--- YOUR INSTRUCTIONS ---
Can you revise the records below, swapping each "line by line" for "one per line" and leaving everything else as it is?

* start AVAILABLE RECORDS *

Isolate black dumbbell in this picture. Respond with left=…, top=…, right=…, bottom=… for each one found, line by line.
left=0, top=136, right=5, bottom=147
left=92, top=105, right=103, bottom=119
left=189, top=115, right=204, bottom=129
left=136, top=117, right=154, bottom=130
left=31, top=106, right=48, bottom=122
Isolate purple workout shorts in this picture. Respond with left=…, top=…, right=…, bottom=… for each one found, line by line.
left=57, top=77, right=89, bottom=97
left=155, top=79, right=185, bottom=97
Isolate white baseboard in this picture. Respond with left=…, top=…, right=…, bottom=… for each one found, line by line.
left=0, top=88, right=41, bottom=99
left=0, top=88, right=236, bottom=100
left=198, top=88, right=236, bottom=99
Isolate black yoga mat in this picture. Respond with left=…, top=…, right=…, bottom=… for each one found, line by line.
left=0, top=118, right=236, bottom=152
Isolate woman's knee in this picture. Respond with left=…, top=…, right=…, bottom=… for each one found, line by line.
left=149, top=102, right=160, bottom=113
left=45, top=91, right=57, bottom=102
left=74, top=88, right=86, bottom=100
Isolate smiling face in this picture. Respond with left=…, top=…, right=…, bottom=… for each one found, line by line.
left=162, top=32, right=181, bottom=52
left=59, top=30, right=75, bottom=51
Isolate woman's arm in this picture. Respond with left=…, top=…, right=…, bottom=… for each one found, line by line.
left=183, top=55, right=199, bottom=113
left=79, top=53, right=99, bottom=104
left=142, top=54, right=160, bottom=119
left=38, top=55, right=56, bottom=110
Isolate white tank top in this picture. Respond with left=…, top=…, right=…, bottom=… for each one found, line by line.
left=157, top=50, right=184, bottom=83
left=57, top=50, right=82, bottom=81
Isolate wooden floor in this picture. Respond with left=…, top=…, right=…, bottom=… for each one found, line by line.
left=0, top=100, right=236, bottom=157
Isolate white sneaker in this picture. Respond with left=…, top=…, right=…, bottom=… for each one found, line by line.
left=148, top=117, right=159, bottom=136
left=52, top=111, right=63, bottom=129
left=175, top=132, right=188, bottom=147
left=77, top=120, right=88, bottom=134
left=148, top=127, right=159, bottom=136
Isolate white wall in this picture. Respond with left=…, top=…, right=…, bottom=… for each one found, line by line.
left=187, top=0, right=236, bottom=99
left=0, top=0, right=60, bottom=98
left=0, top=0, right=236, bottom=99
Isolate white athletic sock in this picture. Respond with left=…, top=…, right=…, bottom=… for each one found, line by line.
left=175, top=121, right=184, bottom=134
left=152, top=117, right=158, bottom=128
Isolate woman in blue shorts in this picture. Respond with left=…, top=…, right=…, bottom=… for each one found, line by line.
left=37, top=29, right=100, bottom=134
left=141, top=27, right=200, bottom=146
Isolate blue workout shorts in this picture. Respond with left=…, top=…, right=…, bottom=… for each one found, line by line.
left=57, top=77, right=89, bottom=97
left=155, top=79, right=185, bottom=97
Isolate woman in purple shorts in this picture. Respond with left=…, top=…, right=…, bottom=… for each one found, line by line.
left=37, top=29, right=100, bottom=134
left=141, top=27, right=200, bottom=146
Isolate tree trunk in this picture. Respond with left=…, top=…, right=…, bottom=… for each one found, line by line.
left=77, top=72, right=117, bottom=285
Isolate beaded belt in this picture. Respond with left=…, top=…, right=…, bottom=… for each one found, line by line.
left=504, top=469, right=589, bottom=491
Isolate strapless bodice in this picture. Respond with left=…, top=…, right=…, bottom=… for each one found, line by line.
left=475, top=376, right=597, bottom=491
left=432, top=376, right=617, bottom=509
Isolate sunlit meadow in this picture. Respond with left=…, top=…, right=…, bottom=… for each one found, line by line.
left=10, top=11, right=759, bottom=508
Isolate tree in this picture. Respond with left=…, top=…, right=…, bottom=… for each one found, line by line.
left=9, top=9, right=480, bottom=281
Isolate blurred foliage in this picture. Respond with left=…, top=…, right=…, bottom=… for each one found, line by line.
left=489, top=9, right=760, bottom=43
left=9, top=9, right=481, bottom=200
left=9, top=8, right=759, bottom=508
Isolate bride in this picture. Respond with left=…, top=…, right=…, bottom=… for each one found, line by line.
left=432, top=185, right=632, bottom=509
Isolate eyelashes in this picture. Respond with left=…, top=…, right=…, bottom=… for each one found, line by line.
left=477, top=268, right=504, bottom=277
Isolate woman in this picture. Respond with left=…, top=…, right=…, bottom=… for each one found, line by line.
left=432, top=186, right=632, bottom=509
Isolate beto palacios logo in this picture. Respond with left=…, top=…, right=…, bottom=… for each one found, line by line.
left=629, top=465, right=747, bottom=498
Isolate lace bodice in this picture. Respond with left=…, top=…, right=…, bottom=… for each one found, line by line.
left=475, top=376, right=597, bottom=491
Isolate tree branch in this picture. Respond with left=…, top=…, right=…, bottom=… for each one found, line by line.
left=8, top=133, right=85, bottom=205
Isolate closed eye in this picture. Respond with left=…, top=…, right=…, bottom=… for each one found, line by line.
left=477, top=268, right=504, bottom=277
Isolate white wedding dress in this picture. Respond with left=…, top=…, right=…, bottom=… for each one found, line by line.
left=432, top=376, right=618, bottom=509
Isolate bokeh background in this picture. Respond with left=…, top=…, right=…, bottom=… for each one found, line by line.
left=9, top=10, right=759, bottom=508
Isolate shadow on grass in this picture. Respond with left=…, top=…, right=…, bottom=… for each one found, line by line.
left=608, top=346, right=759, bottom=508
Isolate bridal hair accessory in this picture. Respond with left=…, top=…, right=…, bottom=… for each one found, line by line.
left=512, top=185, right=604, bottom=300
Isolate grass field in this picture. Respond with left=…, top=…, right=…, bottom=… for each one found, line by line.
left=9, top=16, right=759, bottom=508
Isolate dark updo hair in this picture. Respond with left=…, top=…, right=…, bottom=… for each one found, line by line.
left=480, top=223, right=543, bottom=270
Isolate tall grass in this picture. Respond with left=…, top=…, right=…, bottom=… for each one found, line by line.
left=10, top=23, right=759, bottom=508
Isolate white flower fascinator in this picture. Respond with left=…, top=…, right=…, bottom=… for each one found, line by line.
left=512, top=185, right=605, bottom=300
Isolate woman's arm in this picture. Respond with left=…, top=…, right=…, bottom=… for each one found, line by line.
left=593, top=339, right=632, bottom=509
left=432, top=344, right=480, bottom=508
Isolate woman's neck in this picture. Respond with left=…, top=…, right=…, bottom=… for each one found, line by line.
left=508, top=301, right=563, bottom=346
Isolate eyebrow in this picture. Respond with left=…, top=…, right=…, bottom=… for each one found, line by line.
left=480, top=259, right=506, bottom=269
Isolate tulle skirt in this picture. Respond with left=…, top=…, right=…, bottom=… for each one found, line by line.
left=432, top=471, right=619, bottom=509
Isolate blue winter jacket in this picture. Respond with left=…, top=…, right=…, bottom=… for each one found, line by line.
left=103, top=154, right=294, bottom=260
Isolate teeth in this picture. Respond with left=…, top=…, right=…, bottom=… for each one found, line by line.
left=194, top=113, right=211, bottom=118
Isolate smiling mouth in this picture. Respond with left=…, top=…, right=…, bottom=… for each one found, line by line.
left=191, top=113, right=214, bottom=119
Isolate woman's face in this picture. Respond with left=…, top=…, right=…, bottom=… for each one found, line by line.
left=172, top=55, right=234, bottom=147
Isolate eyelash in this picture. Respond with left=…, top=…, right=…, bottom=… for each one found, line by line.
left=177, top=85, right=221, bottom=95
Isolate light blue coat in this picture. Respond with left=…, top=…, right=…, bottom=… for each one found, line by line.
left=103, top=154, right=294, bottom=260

* end AVAILABLE RECORDS *

--- TASK ANSWER ---
Isolate black dumbbell in this picture. Respond with left=…, top=…, right=…, bottom=… for each one found, one per line.
left=0, top=136, right=5, bottom=147
left=92, top=105, right=103, bottom=119
left=189, top=115, right=204, bottom=129
left=136, top=117, right=154, bottom=130
left=31, top=106, right=48, bottom=122
Isolate purple workout shorts in this picture. Respond with left=…, top=…, right=…, bottom=… for each one found, one per line.
left=57, top=77, right=89, bottom=97
left=155, top=79, right=185, bottom=97
Isolate white baseboard in this picture. Respond with left=…, top=…, right=…, bottom=… for each one found, one per line.
left=0, top=88, right=41, bottom=99
left=0, top=88, right=236, bottom=100
left=198, top=88, right=236, bottom=99
Isolate black yoga mat in this picture. Respond with left=…, top=…, right=…, bottom=… for each one found, one per line.
left=0, top=118, right=236, bottom=152
Isolate woman's knee in this picture. Respond with left=…, top=…, right=…, bottom=… for each one found, one per line.
left=149, top=102, right=160, bottom=113
left=45, top=91, right=57, bottom=102
left=74, top=88, right=86, bottom=100
Isolate smiling face in this picture. Respond with left=…, top=…, right=…, bottom=… for each one found, one per line.
left=162, top=32, right=181, bottom=52
left=59, top=30, right=75, bottom=51
Isolate woman's arm in this picture. Respond with left=…, top=…, right=…, bottom=… for each one found, one per line.
left=183, top=55, right=199, bottom=113
left=79, top=53, right=99, bottom=104
left=142, top=54, right=160, bottom=119
left=38, top=55, right=56, bottom=110
Isolate white tank top in this picture. Respond with left=…, top=…, right=…, bottom=… for each one found, one per line.
left=157, top=50, right=184, bottom=83
left=57, top=50, right=82, bottom=81
Isolate wooden floor in this picture. Respond with left=…, top=…, right=…, bottom=… for each one found, one per line.
left=0, top=100, right=236, bottom=157
Isolate white sneaker in this picture. Respond with left=…, top=…, right=…, bottom=… for each one found, one per line.
left=148, top=117, right=159, bottom=136
left=52, top=111, right=63, bottom=129
left=175, top=132, right=188, bottom=147
left=77, top=120, right=88, bottom=134
left=148, top=127, right=159, bottom=136
Isolate white wall in this picture. Respond with left=…, top=…, right=…, bottom=… for each one found, one per line.
left=187, top=0, right=236, bottom=99
left=0, top=0, right=60, bottom=98
left=0, top=0, right=236, bottom=99
Isolate white athletic sock in this picture. Respond with left=…, top=…, right=…, bottom=… for each one found, one per line.
left=175, top=121, right=184, bottom=134
left=152, top=117, right=158, bottom=128
Isolate woman in blue shorts in this picture. Respond with left=…, top=…, right=…, bottom=… for each one found, one per line.
left=37, top=29, right=100, bottom=134
left=141, top=27, right=200, bottom=146
Isolate blue workout shorts in this picture. Respond with left=…, top=…, right=…, bottom=… for each one found, one per line.
left=57, top=77, right=89, bottom=97
left=155, top=79, right=185, bottom=97
Isolate woman in purple shorts in this picture. Respond with left=…, top=…, right=…, bottom=… for each one found, one per line.
left=37, top=29, right=100, bottom=134
left=141, top=27, right=200, bottom=146
Isolate tree trunk in this picture. Respond with left=…, top=…, right=…, bottom=… for each one found, one per line.
left=77, top=72, right=117, bottom=285
Isolate beaded belt in this picture. Respond with left=…, top=…, right=…, bottom=… for each one found, one per line.
left=504, top=469, right=589, bottom=491
Isolate strapless bodice in this picture. Respond with left=…, top=…, right=…, bottom=… for each one found, one per line.
left=475, top=376, right=597, bottom=491
left=432, top=376, right=617, bottom=509
Isolate sunlit meadow in this picture. Respond with left=…, top=…, right=…, bottom=… for each one found, one per line.
left=10, top=11, right=759, bottom=508
Isolate tree in this picture. Respond with left=…, top=…, right=…, bottom=… for each one found, one per line.
left=9, top=9, right=480, bottom=281
Isolate blurred foliage in this picture. Respond with left=…, top=…, right=…, bottom=… for each one found, one per line.
left=489, top=9, right=760, bottom=43
left=9, top=9, right=481, bottom=200
left=9, top=8, right=759, bottom=508
Isolate bride in this picture. Respond with left=…, top=…, right=…, bottom=… for each one found, one per line.
left=432, top=185, right=632, bottom=509
Isolate eyelashes in this picture. Respond with left=…, top=…, right=…, bottom=… for each one found, one per line.
left=477, top=268, right=504, bottom=277
Isolate woman in this picture. Respond with left=…, top=…, right=…, bottom=… for each one found, one per line.
left=432, top=186, right=632, bottom=509
Isolate beto palacios logo in this picture. Respond with left=…, top=…, right=…, bottom=… for each one found, one per line.
left=629, top=465, right=747, bottom=498
Isolate lace bodice in this picture. Respond with left=…, top=…, right=…, bottom=… for each one found, one per line.
left=475, top=376, right=597, bottom=491
Isolate tree branch in this picture. Respond with left=…, top=…, right=…, bottom=… for each one found, one per line.
left=8, top=133, right=85, bottom=205
Isolate closed eye in this picture. Respond with left=…, top=…, right=…, bottom=… for each one found, one per line.
left=477, top=268, right=504, bottom=277
Isolate white wedding dress in this picture. Respond with left=…, top=…, right=…, bottom=… for each one found, one per line.
left=432, top=376, right=618, bottom=509
Isolate bokeh background in this picture. Respond with left=…, top=…, right=…, bottom=… for each one found, one per line.
left=9, top=10, right=759, bottom=508
Isolate shadow on grass in this picture. Respond with left=…, top=…, right=…, bottom=… for each one found, one per line.
left=608, top=346, right=759, bottom=508
Isolate bridal hair accessory in this picture. Respond with left=…, top=…, right=…, bottom=… for each one found, one per line.
left=512, top=185, right=604, bottom=300
Isolate grass field in this picture. Respond with left=…, top=…, right=…, bottom=… for each one found, one per line.
left=9, top=16, right=759, bottom=508
Isolate dark updo hair in this picture. Respond with left=…, top=…, right=…, bottom=… for each one found, one per line.
left=480, top=223, right=543, bottom=270
Isolate tall grass in this picture. Respond with left=…, top=…, right=…, bottom=… for each one found, one per line.
left=10, top=23, right=759, bottom=508
Isolate white flower fascinator in this picture. Respond with left=…, top=…, right=…, bottom=… for each one found, one per line.
left=512, top=185, right=605, bottom=300
Isolate woman's arm in this picture. Respond with left=…, top=…, right=…, bottom=… for each one found, one per line.
left=593, top=339, right=632, bottom=509
left=432, top=344, right=480, bottom=508
Isolate woman's neck in this picture. Respond with left=…, top=…, right=…, bottom=… for each one found, one per line.
left=508, top=301, right=563, bottom=346
Isolate eyebrow in this picture. Respond with left=…, top=…, right=…, bottom=… for each one found, one per line.
left=480, top=259, right=506, bottom=269
Isolate tulle skirt in this picture. Respond with left=…, top=…, right=…, bottom=… for each one found, one per line.
left=432, top=471, right=619, bottom=509
Isolate blue winter jacket in this picture. Respond with left=…, top=…, right=…, bottom=… for each one found, one per line.
left=103, top=154, right=294, bottom=260
Isolate teeth in this picture. Respond with left=…, top=…, right=…, bottom=… for each one found, one per line.
left=194, top=113, right=211, bottom=118
Isolate smiling mouth in this picture. Respond with left=…, top=…, right=…, bottom=… for each one found, one per line.
left=191, top=113, right=214, bottom=119
Isolate woman's face in this picture. Respond with left=…, top=…, right=…, bottom=… for each one found, one per line.
left=172, top=55, right=234, bottom=147
Isolate eyelash in this picture. Respond with left=…, top=…, right=…, bottom=… for each one found, one per line.
left=177, top=85, right=221, bottom=95
Isolate light blue coat in this picture. Respond with left=…, top=…, right=…, bottom=… for each one found, one per line.
left=103, top=154, right=294, bottom=260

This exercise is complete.